_Exercise instructions:_
Return every line of the rows below verbatim, but leave out the pictures.

_The input:_
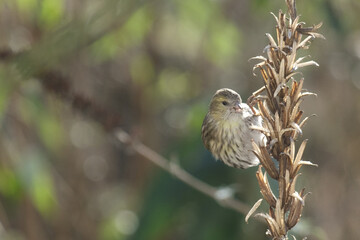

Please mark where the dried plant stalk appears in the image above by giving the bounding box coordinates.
[249,0,324,240]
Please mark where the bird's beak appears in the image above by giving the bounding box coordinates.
[233,103,242,112]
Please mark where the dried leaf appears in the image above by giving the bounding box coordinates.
[245,198,263,223]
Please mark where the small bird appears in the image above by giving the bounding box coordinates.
[201,88,266,168]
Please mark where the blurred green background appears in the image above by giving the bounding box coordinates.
[0,0,360,240]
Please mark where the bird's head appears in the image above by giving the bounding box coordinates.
[209,88,242,120]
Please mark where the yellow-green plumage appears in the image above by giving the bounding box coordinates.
[201,88,266,168]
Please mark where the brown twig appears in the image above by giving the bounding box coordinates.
[0,50,250,214]
[250,0,323,240]
[116,129,250,214]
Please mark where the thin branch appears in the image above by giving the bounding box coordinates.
[115,129,250,214]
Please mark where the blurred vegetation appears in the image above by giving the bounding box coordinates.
[0,0,360,240]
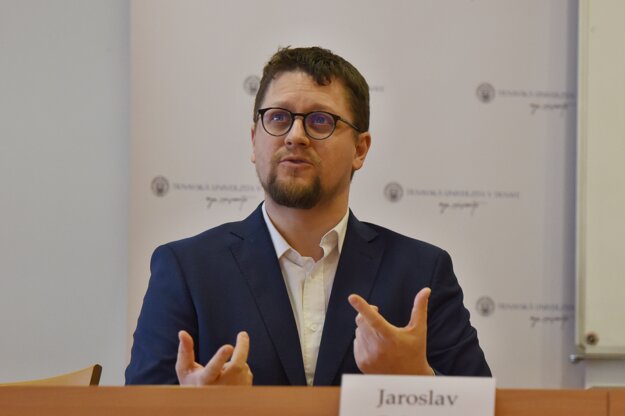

_Task output:_
Please mark where the dried plant stalk appears in the image above by giving the bounding box coordinates.
[249,0,324,240]
Please mark where the bird's beak appears in the image above by giving the bounding box coordinates.
[233,103,242,112]
Please mark where the dried leaf appears in the image above by giving the bounding box coordinates.
[245,198,263,223]
Please mark where the small bird appears in the image above by giving the bounding box coordinates.
[201,88,266,168]
Please mark where the blurred green background appears in the image above by giving the bounding box coordinates.
[0,0,360,240]
Please mark where the bird's head appears in the image above by giving the bounding box coordinates.
[209,88,242,120]
Please mark where the yellow-green plumage appears in the image above by giving the bounding box coordinates.
[201,88,266,168]
Please mark where the brown twig appears in the image above by giving the bounding box coordinates.
[0,50,250,214]
[250,0,323,240]
[116,129,250,214]
Please mark where the thin branch appears in the image above by giving the bounding box coordinates.
[115,129,250,214]
Please mark where the blurred vegetation appears in the image above by giving the bounding box coordinates.
[0,0,360,240]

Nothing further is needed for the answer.